* **ACTION ITEM**
Would you output the entries below only from the line containing "The function MUST return, for every instance of the doorway, a" through the line containing "The function MUST return, for every instance of the glass jar", exactly as they stand and with both ends included?

* **DATA PROVIDED**
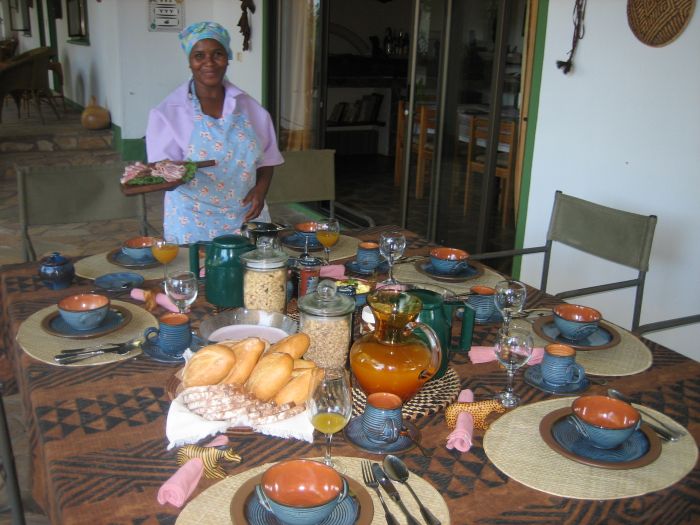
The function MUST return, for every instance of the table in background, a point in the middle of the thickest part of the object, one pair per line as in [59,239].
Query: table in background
[99,447]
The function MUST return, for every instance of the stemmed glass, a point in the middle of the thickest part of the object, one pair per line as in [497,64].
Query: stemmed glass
[330,407]
[182,288]
[391,246]
[513,349]
[509,298]
[164,252]
[328,233]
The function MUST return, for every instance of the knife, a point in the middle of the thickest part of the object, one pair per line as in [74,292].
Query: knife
[388,486]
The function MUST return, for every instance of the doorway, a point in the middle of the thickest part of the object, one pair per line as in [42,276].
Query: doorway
[379,69]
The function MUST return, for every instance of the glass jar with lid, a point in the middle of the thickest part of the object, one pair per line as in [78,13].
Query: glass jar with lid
[265,278]
[326,317]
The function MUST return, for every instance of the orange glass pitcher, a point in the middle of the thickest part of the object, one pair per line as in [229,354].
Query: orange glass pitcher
[391,358]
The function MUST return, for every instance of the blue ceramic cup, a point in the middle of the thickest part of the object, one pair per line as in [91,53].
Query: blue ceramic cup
[301,491]
[173,335]
[605,421]
[559,365]
[382,420]
[368,257]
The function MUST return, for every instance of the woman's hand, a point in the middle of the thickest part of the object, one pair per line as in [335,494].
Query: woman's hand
[256,196]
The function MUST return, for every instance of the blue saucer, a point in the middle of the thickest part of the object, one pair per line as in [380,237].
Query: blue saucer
[344,514]
[565,433]
[355,268]
[354,433]
[152,350]
[297,241]
[533,377]
[119,281]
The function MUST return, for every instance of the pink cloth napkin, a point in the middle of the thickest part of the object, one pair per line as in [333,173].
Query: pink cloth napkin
[161,299]
[461,437]
[181,484]
[485,354]
[334,271]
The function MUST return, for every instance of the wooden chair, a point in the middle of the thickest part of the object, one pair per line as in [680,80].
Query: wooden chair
[614,235]
[71,194]
[505,160]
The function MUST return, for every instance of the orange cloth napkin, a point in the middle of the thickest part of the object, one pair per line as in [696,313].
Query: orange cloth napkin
[181,484]
[485,354]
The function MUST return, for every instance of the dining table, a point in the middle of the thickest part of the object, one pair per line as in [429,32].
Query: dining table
[100,452]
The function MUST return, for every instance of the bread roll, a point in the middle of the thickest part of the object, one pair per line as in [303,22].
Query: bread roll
[295,345]
[272,372]
[247,353]
[298,390]
[208,366]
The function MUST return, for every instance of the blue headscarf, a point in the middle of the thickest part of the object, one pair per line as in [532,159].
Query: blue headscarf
[201,30]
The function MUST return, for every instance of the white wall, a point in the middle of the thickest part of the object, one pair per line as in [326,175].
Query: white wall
[623,129]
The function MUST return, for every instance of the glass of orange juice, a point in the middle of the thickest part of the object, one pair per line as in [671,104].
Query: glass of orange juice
[328,233]
[164,252]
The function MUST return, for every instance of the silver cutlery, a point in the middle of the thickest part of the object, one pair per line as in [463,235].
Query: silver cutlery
[663,431]
[371,482]
[388,486]
[397,470]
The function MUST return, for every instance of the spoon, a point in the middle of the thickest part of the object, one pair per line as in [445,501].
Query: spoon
[397,470]
[673,435]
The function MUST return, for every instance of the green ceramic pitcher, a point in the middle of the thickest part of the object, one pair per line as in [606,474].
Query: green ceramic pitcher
[223,268]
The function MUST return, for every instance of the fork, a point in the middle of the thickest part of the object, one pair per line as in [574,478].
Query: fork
[371,482]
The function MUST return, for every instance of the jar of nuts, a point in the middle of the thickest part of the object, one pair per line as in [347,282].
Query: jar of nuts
[326,317]
[265,278]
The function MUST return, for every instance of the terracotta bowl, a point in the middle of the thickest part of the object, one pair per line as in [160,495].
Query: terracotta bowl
[576,322]
[84,311]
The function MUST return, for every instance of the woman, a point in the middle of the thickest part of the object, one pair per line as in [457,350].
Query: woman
[208,118]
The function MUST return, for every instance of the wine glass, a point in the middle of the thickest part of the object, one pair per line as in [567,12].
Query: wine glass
[182,288]
[391,246]
[164,252]
[509,298]
[328,233]
[330,406]
[513,349]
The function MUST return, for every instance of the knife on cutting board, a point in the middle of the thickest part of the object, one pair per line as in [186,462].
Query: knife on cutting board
[388,486]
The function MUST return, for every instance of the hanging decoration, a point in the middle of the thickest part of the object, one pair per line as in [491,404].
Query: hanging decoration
[658,23]
[244,23]
[579,31]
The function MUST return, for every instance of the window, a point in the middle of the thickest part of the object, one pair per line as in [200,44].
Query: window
[77,19]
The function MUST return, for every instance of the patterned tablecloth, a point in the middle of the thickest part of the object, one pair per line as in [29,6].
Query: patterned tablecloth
[99,448]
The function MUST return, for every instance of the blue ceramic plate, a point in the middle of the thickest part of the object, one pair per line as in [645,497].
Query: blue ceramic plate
[151,349]
[119,281]
[533,377]
[297,242]
[355,268]
[354,433]
[118,257]
[605,337]
[117,316]
[470,272]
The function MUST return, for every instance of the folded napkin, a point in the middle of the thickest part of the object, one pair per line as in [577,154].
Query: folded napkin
[334,271]
[461,437]
[484,354]
[161,299]
[180,485]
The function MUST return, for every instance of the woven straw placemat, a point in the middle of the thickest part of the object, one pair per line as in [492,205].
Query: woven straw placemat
[345,247]
[212,505]
[433,397]
[408,273]
[514,445]
[96,265]
[43,346]
[630,356]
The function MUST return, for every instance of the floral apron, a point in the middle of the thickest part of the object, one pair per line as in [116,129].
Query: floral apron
[210,204]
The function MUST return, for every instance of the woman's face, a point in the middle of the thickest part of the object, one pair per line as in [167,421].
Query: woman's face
[208,62]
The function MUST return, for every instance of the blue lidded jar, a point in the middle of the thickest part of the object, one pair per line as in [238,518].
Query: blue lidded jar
[56,271]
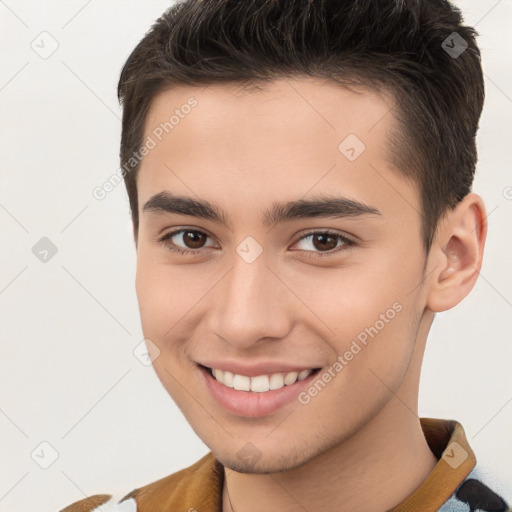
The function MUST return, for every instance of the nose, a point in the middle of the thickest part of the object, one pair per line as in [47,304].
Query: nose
[251,305]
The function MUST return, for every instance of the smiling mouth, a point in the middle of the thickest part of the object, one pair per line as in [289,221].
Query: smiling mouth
[259,383]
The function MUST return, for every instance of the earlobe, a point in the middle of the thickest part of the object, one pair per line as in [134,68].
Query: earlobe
[457,252]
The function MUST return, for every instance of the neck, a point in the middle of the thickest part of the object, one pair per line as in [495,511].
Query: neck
[373,470]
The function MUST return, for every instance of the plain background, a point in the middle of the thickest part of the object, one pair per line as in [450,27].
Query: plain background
[69,326]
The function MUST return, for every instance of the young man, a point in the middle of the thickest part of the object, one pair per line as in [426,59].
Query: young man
[299,174]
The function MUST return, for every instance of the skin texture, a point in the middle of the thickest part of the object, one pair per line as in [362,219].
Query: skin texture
[243,150]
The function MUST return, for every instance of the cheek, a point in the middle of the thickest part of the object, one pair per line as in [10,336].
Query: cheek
[166,293]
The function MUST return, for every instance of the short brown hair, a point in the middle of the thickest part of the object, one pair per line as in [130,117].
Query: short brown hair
[398,46]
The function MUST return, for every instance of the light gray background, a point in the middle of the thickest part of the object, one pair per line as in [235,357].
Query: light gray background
[69,326]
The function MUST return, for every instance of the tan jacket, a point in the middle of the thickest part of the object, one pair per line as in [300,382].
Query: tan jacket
[452,485]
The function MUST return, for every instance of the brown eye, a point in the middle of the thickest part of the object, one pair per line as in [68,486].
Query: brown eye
[185,241]
[194,239]
[324,242]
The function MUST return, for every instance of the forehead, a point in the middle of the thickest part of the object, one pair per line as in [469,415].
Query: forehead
[287,138]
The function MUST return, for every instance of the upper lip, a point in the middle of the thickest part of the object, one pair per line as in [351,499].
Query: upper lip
[255,369]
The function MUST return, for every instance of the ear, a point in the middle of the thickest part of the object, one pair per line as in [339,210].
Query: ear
[456,253]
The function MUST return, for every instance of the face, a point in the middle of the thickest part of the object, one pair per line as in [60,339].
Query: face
[279,250]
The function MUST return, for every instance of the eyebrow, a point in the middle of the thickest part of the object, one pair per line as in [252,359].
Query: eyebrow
[319,206]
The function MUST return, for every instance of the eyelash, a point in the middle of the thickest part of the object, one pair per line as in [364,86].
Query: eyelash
[347,243]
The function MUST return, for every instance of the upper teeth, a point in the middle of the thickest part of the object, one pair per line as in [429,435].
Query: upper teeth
[261,383]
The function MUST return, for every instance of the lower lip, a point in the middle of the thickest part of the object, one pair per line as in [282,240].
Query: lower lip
[250,403]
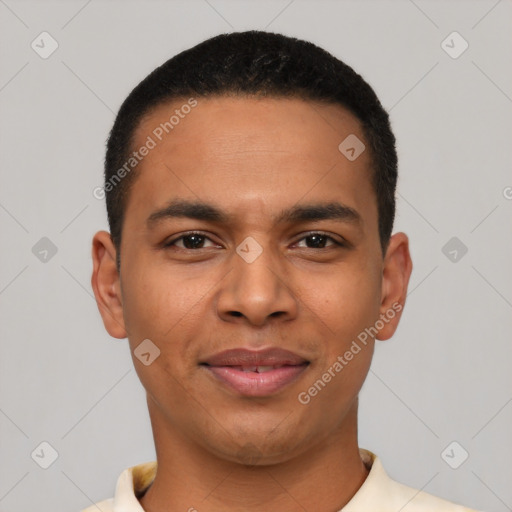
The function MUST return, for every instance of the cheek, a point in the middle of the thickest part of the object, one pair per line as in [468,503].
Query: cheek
[346,301]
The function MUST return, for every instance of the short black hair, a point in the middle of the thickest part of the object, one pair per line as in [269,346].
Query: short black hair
[254,63]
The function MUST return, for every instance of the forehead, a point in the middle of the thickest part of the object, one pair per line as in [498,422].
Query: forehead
[253,155]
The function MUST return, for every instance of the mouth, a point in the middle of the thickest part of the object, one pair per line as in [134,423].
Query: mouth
[256,373]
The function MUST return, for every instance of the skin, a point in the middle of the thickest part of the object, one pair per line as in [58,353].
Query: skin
[218,450]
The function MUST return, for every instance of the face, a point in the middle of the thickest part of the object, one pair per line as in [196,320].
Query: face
[247,228]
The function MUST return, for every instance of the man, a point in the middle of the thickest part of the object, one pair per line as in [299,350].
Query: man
[250,187]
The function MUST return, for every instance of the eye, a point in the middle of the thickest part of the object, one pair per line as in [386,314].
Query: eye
[318,241]
[189,241]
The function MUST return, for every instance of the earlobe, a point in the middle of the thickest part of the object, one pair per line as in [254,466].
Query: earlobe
[395,281]
[105,283]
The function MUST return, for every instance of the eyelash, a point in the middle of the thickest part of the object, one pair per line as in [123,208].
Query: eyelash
[172,243]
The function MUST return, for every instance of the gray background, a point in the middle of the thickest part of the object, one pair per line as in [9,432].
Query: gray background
[444,377]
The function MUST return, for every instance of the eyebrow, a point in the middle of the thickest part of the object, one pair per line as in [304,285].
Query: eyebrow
[300,213]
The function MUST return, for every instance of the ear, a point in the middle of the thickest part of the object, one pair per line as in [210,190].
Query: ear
[395,280]
[105,282]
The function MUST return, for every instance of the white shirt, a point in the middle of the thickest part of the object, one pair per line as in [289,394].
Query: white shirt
[379,493]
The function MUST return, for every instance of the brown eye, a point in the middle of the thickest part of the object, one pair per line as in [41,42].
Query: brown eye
[190,241]
[319,241]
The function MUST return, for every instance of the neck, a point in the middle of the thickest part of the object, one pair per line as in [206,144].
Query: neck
[322,478]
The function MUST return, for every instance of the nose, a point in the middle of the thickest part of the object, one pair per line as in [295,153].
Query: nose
[257,291]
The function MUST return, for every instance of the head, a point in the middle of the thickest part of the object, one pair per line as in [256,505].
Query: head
[241,136]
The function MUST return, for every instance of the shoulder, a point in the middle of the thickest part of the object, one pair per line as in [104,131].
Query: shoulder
[380,492]
[104,506]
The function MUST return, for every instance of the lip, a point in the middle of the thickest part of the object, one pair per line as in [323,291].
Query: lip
[227,367]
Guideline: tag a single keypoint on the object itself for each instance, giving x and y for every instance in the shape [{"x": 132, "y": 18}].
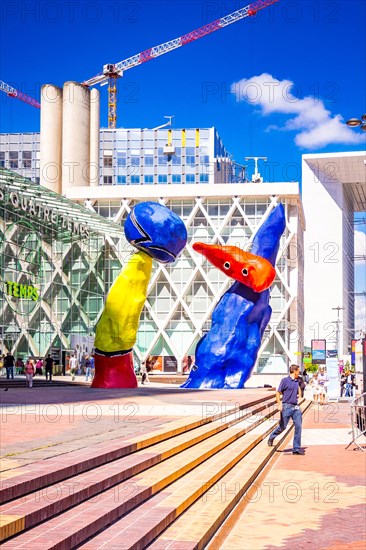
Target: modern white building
[
  {"x": 182, "y": 296},
  {"x": 333, "y": 188},
  {"x": 191, "y": 172},
  {"x": 134, "y": 156}
]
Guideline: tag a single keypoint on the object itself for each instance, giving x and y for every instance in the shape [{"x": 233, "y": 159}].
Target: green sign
[{"x": 17, "y": 290}]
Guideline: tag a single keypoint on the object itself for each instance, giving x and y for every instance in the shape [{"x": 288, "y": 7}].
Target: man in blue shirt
[{"x": 290, "y": 391}]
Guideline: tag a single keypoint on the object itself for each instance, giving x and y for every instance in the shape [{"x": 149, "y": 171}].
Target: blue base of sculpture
[{"x": 226, "y": 355}]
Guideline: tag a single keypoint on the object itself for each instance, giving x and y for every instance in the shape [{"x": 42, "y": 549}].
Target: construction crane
[
  {"x": 111, "y": 72},
  {"x": 12, "y": 92}
]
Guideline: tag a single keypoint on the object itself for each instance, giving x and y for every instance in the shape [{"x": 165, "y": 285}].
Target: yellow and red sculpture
[{"x": 158, "y": 234}]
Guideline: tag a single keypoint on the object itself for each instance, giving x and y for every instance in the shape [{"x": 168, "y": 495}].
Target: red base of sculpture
[{"x": 114, "y": 371}]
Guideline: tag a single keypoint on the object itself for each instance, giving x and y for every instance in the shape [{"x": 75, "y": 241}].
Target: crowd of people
[
  {"x": 37, "y": 366},
  {"x": 319, "y": 384}
]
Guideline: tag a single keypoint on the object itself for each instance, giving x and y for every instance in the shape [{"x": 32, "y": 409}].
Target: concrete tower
[
  {"x": 51, "y": 138},
  {"x": 94, "y": 136},
  {"x": 75, "y": 136}
]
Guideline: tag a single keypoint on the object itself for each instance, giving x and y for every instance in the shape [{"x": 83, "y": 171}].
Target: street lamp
[{"x": 354, "y": 122}]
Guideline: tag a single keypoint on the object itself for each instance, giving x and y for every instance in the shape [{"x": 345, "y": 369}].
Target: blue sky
[
  {"x": 309, "y": 54},
  {"x": 304, "y": 49}
]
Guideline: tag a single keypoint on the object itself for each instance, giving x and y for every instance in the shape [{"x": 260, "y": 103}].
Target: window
[
  {"x": 27, "y": 159},
  {"x": 121, "y": 158},
  {"x": 13, "y": 159},
  {"x": 135, "y": 160},
  {"x": 149, "y": 160},
  {"x": 162, "y": 159},
  {"x": 190, "y": 155},
  {"x": 177, "y": 158}
]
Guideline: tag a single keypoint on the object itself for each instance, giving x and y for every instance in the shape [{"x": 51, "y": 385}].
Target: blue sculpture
[
  {"x": 226, "y": 355},
  {"x": 156, "y": 230}
]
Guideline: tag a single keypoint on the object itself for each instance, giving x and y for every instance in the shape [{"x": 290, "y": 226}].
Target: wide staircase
[{"x": 171, "y": 488}]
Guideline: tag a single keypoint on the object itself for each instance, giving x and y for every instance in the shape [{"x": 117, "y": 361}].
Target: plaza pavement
[{"x": 292, "y": 502}]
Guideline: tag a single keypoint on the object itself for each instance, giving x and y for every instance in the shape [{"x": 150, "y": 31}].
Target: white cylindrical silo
[
  {"x": 75, "y": 136},
  {"x": 94, "y": 136},
  {"x": 51, "y": 138}
]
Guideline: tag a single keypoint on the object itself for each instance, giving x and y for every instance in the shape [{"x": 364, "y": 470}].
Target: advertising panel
[
  {"x": 333, "y": 386},
  {"x": 353, "y": 352},
  {"x": 170, "y": 363},
  {"x": 319, "y": 351}
]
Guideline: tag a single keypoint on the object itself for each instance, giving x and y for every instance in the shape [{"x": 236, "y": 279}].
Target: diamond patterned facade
[
  {"x": 182, "y": 296},
  {"x": 42, "y": 248}
]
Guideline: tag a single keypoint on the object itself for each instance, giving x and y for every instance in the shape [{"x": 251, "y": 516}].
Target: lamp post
[
  {"x": 338, "y": 309},
  {"x": 354, "y": 122}
]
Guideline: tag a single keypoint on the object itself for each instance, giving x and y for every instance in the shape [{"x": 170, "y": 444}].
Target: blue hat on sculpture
[{"x": 156, "y": 230}]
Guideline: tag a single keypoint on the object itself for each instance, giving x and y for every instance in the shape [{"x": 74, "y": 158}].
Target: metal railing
[{"x": 358, "y": 419}]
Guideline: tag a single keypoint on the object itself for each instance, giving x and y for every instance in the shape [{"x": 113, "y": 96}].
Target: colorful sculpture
[
  {"x": 159, "y": 234},
  {"x": 226, "y": 355}
]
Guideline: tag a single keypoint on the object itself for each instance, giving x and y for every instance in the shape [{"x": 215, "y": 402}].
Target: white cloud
[
  {"x": 315, "y": 126},
  {"x": 360, "y": 313},
  {"x": 360, "y": 246}
]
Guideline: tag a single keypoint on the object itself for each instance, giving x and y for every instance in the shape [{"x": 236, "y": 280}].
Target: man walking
[
  {"x": 73, "y": 366},
  {"x": 9, "y": 363},
  {"x": 290, "y": 390},
  {"x": 144, "y": 375},
  {"x": 49, "y": 367}
]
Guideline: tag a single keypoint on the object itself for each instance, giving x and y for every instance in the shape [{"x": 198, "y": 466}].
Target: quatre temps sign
[{"x": 22, "y": 259}]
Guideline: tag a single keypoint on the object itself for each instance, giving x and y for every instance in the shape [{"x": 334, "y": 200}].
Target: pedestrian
[
  {"x": 145, "y": 376},
  {"x": 289, "y": 390},
  {"x": 88, "y": 368},
  {"x": 350, "y": 382},
  {"x": 302, "y": 384},
  {"x": 9, "y": 363},
  {"x": 19, "y": 366},
  {"x": 343, "y": 382},
  {"x": 29, "y": 373},
  {"x": 315, "y": 386},
  {"x": 39, "y": 366},
  {"x": 323, "y": 383},
  {"x": 49, "y": 367},
  {"x": 73, "y": 366}
]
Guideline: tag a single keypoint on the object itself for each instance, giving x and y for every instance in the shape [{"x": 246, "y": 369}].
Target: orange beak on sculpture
[{"x": 253, "y": 271}]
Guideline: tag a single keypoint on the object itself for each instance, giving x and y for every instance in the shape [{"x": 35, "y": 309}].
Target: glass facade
[
  {"x": 182, "y": 296},
  {"x": 55, "y": 269}
]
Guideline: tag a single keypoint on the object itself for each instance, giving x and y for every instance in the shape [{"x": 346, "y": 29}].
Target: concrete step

* **EXPECTED ANSWER**
The function MUST return, for every instance of the doorway, a point in the middle of the thickest part of the object, one pair per line as in [42,276].
Query: doorway
[379,69]
The function MUST return, for every instance of the glass jar with lid, a point in the middle of the thickest part of the object, one pair per line as in [78,13].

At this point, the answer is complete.